Exercise A: In the essay on Cummings's poetry, condense the paragraph beginning "As it has been noted above" into a short bulleted list that keeps its main facts.
Exercise B: Carry on the essay on Cummings's poetry, starting right after its final sentence.

***** Selected extract *****

Societal and professional themes in Cummings’s poetry

As it has been noted above, Cummings mercilessly revealed the vices of his contemporary society in the areas of politics and social policy. His satirical and bitter allegories reduce to absurd bureaucracy and attack war, blindness of political pride and the destruction n of human fates by the governmental machine. Addressing his reference group of artists and poets, Cummings also tried to define the position of his art and poetry as well as his contribution to the society’s well-being (Reef, p.79).

The question of poet’s destiny and place in society is discussed in “no man, if men are gods” that provides a comprehensive account of Cummings’s characterization of the poet. First of all, the author notes that poet is a god of human feelings who can change that world by conveying certain emotional messages: “no man, if men are gods; but if gods must / be men, the sometimes only man is this/ (most common, for each anguish is his grief;/ and, for his joy is more than joy, most rare)” (Cummings, lines 1-4). Thus poets are normally “lonely warriors” who can make a difference by asserting his position, communicating his emotions and serving as a role model of true adherence to and continuous happiness with his profession. Furthermore, the poet is intrinsically a giving person who puts his live on the altar of the lifelong mission of opening the eyes of the humanity. As the author employs the symbols of light and vision, one can assume that the archetypal poet is one of those innumerous people who tell the truth and enlighten others (Wilson, p.103). In addition, the poet is responsible for maintaining the heartbeat, or fulfilling emotional life of humankind: “who’ll solve the depths of horror to defend/ a sunbeam’s architecture with his life:/ and carve immortal jungles of despair/ to hold a mountain’s heartbeat in his hand” (Cummings, lines 11-14). In psychological terms, poets shape human emotional intelligence, as their verses motivate to re-evaluate beliefs and values and learn mercy, sympathy and forgiveness.

***** Listing *****

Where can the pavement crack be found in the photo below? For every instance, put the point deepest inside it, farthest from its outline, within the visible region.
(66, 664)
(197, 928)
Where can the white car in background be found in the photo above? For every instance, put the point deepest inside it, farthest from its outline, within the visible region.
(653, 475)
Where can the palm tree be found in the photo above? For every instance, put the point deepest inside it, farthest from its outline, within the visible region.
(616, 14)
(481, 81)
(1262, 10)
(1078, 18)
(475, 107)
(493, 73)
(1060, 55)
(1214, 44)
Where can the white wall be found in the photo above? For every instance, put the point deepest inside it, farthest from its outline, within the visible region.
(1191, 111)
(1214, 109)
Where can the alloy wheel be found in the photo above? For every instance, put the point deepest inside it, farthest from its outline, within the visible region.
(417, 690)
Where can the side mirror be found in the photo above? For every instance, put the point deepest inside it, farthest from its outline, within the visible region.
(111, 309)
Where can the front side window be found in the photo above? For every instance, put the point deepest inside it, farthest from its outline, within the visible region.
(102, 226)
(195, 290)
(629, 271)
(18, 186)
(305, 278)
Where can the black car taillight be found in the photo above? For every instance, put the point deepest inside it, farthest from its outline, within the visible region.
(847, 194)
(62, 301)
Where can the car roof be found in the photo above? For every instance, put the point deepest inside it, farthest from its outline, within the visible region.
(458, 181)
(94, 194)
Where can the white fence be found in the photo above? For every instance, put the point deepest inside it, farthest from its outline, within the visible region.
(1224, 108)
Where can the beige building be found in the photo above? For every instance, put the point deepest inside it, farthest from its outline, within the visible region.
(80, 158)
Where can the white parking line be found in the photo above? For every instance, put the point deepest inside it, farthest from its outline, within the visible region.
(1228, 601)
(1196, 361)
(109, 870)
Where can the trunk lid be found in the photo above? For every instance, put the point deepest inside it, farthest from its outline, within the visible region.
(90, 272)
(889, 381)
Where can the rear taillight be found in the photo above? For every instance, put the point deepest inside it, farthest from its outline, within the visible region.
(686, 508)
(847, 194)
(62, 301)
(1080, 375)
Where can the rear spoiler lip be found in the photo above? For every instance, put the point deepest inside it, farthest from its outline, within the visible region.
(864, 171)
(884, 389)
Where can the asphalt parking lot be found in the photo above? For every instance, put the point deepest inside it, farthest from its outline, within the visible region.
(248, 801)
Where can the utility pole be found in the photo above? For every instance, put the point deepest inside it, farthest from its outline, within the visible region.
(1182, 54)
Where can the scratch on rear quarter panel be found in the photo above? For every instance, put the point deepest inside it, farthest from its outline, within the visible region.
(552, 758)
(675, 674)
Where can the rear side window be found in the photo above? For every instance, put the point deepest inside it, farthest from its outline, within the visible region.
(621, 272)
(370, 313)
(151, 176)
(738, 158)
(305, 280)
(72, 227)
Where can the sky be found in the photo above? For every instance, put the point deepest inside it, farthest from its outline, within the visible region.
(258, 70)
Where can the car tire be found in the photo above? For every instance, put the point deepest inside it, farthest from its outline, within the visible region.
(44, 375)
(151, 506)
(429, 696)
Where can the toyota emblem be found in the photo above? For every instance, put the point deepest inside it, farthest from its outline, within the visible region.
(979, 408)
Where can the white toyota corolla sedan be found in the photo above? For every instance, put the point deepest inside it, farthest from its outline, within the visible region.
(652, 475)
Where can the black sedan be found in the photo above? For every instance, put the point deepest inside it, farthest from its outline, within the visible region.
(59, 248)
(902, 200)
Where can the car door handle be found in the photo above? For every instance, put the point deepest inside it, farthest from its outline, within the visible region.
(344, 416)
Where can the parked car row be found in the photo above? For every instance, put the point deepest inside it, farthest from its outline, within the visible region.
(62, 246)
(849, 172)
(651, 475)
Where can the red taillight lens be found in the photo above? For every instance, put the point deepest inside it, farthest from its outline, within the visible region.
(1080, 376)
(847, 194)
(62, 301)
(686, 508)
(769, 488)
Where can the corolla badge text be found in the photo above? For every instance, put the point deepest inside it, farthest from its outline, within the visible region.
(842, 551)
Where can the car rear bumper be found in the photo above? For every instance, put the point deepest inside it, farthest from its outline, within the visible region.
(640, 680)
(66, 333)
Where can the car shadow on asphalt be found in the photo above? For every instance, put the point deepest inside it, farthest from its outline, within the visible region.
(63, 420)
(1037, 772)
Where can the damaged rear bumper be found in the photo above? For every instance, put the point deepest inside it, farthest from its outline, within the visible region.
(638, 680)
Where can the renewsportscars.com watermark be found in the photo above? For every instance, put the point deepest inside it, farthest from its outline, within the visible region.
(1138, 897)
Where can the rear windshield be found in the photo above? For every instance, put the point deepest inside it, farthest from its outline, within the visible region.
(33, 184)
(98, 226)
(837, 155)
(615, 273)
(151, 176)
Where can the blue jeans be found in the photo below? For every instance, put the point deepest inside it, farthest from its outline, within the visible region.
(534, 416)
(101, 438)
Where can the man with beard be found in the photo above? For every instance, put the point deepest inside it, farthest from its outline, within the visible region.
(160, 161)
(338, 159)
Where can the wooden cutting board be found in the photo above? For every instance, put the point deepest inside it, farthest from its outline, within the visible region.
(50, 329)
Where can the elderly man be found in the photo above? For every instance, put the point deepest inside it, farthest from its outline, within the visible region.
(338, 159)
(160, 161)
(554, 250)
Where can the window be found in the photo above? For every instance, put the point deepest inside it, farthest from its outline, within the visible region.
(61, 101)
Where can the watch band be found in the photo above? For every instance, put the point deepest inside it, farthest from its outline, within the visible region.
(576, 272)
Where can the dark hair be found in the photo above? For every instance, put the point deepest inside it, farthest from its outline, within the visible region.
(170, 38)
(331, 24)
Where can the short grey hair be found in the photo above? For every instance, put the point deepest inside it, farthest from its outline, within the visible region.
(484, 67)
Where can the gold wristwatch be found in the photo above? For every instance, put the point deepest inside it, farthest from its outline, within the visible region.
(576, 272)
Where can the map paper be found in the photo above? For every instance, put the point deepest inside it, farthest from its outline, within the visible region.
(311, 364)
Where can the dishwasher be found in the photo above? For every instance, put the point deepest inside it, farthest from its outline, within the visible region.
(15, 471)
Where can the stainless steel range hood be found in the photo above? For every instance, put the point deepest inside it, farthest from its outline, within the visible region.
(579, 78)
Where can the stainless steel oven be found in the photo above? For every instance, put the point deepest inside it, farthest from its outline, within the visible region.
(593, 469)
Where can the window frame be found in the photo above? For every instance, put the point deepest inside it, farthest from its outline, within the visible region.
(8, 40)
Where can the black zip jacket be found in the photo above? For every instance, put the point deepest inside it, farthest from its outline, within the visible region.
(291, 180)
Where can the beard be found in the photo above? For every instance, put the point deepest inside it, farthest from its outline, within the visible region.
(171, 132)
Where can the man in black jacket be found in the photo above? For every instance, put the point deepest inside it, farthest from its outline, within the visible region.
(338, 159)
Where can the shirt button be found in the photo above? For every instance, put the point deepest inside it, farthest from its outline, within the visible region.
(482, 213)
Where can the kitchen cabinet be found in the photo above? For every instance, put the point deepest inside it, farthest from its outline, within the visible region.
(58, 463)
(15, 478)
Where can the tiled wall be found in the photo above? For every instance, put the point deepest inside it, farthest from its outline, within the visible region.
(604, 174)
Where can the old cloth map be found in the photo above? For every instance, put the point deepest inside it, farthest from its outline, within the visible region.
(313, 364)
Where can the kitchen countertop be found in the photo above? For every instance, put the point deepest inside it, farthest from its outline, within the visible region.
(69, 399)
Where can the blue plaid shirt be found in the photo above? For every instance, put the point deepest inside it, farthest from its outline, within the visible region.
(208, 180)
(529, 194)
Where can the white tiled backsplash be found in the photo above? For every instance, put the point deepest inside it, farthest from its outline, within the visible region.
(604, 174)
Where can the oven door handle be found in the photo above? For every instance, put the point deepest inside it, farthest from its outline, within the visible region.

*****

Answer A:
- Cummings exposed the vices of the society of his time in politics and social policy.
- His bitter, satirical allegories reduce bureaucracy to absurdity.
- They attack war, the blindness of political pride, and the destruction of human fates by the governmental machine.
- Addressing fellow artists and poets, he tried to define the position of his art and poetry and their contribution to society's well-being (Reef, p.79).

Answer B:
Due to the fact that Cummings combined two professions, poetry-writing and painting, it is possible to find the relationship between the activities. In particular, his poem “Picasso” from XLI (1925) explores the very nature of cubism in a poetic way: “Picasso/ you give us Things/ which/ bulge: grunting lungs pumped full of sharp thick mind” (Cummings, lines 1-4). Whereas a number of critics held cubism was artificial and synthetic direction which twisted natural forms, Cummings proves that creating artworks in this style is as natural as breathing, by describing a complicated mechanism that includes the lungs attached to and managed by the mind (Reef, p.51; Wilson, p.102). In this illustrative verse, Cummings also mentions several principles and characteristics of cubism which also apply to his poetry. First of all, the author suggests that cubist works accurately depicts the phenomenon, object or person and vagueness and overuse of secondary details are excluded in the world of perfect geometric shapes: “your brain’s/ axe only chops hugest inherent/ Trees of Ego,from/ whose living and biggest” (Cummings, lines 17-20). Therefore, a cubist artwork or poem can be viewed as a list of interrelated facts and ideas, followed by the evaluative judgment and representation of the author’s moral and ethical values. Another salient characteristic of cubism is the expressiveness of its works so that they even have a “voice” to articulate themselves: “between squeals of / Nothing grabbed with circular shrieking tightness/ solid screams whisper.)/ Luberman of The Distinct” (Cummings, lines 13-16). In this sense, the author suggests that cubist works are referred to as autonomous, as they seem to live their lives instead of serving as a channel through which the author communicates their worldview. Similarly, his poetry is characterized with self-sufficiency attributed to the major geometric forms.

In addition to his concerns about the purpose of art and poetry, the poet also could not stay apart from the problems of injustice and corruptness of the contemporary society. In particular, the verse entitled “when serpents bargain for the right to squirm” (1946), an Elizabethan sonnet, mocks bureaucracy and the society’s obsession with technological advancements and advertisements promoting the American dream which caused them to feel a need for unnecessary devices and activities. For the purpose of underlining the ridiculousness of his society in general and social institutions in particular, the author uses a powerful device known as allegory, which consists in comparing humans to beasts and animals: “when serpents bargain for the right to squirm/ and the sun strikes to gain a living wage – / when thorns regard their roses with alarm/ and rainbows are insured against old age […]” (Cummings, lines 1-4). On the one hand, the poem can be viewed as a criticism of the bureaucratic system, which forces citizens, figuratively speaking, to get a certificate that they need a certificate, register and receive thousands of permissions and collect folders of documents in order to gain the salary they deserve. As the author reduces bureaucratic situations to absurd by replacing human participants with animals and natural forces. The structural organization of power known as bureaucracy is also described as a force preventing individuals from involving into the activities they are literally created for, as it threatens the bird’s right to sing and the snake’s right to creep.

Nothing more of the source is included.